Human Brain

STEVEN JAMES BARTLETT

ON PSYCHOLOGY

 

A View From a Philosopher-Psychologist

 

Steven James Bartlett

 

L

ike philosophy, the discipline of psychology has searched during its history for an adequate self-definition, and as in philosophy there are various definitions to choose among. The conception of psychology which in my view offers the most to humanity is less in fashion today than it was a century and more ago. It brings together a group of ideal objectives according to which psychology seeks to provide answers to an interrelated group of human needs: to provide an understanding of good psychological health, to enable us to respond intelligently, compassionately, and wisely to problems of living, and to offer a heightened degree of human psychological self-understanding that has no other essential purpose beyond itself.

 

Professional psychologists and students of psychology are today less aware and less in favor of these inclusive and ambitious objectives which the discipline has advocated in the past. As in most areas of study, over time there has been a narrowing of focus, an inclination to de-emphasize the “larger picture” and to attend instead to more easily and effectively solved specific, more modest, more narrowly defined problems that can, for example, be studied quantitatively in experimental psychology, understood statistically in behavioral psychology, or applied within the context of business concerns in industrial psychology.

 

Following much the same path, clinical psychology and psychiatry in the U.S., but somewhat less so in Europe, have been motivated to embrace a pragmatic attitude that concentrates on technical specificity rather than broad comprehension. We see this in attempts to identify and classify alleged “mental illnesses” with algorithmic exactness, leading to classifications that enumerate particular necessary and sufficient conditions for the application of diagnostic labels, which most frequently express no more than the voting preferences of the compilers of the latest expanded edition of the DSM. We see the same reductionist narrowing of focus in the rapid ascendancy of cognitive-behavioral therapy as a one-size-fits-all approach to treating problems of living.

 

As psychology gravitates increasingly toward a research model characterized by specificity, exactness, statistical implementation, and a taste for multiplying diagnostic classifications and sub-classifications, the discipline loses contact with the three more comprehensive goals mentioned in the opening paragraph. Those objectives are not likely to become less humanly important as a result of prevailing fashion, though the attractions of fashion lead to their neglect and a tendency for them to be forgotten.

**Action item A:**
Answer these questions from the essay on psychology:
(i) Is the view of psychology the writer favors more or less in fashion today than it was a century ago?
(ii) Which therapy has risen fast as a one-size-fits-all approach to problems of living?
(iii) In which field of psychology are problems applied within the context of business concerns?
**Action item B:** Write out the part of the essay on psychology that opens with the words containing "Professional psychologists and" and closes with "in industrial psychology.", renaming "larger picture" as "bigger picture" throughout.

**Supplied material:**

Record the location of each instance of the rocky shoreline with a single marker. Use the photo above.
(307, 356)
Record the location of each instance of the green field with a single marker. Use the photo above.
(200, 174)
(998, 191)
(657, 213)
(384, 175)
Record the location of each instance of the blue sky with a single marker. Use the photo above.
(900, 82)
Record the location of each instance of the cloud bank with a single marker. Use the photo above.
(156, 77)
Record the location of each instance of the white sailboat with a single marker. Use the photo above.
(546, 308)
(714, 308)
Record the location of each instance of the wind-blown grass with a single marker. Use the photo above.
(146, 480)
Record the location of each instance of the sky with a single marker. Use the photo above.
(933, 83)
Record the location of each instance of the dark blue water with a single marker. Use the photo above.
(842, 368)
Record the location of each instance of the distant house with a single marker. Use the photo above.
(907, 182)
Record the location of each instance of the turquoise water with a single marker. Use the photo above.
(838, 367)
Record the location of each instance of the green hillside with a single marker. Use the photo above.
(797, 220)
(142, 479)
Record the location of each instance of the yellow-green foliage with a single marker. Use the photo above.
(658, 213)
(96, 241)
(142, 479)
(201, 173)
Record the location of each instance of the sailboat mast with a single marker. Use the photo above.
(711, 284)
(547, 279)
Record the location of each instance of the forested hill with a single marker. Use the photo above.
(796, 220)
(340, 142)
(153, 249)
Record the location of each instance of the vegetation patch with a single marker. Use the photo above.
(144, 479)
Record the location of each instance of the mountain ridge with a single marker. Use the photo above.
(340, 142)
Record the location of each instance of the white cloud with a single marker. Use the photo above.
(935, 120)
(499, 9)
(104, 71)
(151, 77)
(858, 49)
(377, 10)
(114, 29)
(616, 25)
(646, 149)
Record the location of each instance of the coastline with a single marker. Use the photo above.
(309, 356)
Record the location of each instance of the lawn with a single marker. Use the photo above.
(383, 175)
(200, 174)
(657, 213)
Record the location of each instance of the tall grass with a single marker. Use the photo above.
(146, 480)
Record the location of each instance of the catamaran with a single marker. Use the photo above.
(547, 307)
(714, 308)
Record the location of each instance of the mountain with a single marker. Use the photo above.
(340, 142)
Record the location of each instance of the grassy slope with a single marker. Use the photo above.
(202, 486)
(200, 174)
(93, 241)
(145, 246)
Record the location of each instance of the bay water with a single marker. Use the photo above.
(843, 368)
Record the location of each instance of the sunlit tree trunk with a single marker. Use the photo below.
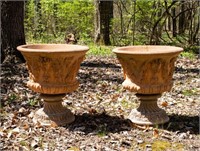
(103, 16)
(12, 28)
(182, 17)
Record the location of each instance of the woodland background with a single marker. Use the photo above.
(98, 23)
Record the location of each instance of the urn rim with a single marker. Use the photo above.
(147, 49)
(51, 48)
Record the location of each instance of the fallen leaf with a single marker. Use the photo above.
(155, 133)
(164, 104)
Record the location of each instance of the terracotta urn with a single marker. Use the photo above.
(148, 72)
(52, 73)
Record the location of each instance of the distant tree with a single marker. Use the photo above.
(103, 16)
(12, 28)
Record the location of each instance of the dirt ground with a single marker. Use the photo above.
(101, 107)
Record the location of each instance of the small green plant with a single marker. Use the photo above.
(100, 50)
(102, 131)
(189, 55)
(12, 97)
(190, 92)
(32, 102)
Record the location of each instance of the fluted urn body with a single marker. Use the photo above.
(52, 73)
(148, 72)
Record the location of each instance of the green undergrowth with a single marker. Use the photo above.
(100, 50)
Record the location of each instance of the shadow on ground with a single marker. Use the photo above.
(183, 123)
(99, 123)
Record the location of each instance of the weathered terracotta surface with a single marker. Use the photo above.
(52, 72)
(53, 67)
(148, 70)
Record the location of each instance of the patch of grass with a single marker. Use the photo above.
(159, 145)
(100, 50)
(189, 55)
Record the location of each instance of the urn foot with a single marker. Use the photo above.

**Answer area A:**
(i) Less in fashion.
(ii) Cognitive-behavioral therapy.
(iii) Industrial psychology.

**Answer area B:**
Professional psychologists and students of psychology are today less aware and less in favor of these inclusive and ambitious objectives which the discipline has advocated in the past. As in most areas of study, over time there has been a narrowing of focus, an inclination to de-emphasize the “bigger picture” and to attend instead to more easily and effectively solved specific, more modest, more narrowly defined problems that can, for example, be studied quantitatively in experimental psychology, understood statistically in behavioral psychology, or applied within the context of business concerns in industrial psychology.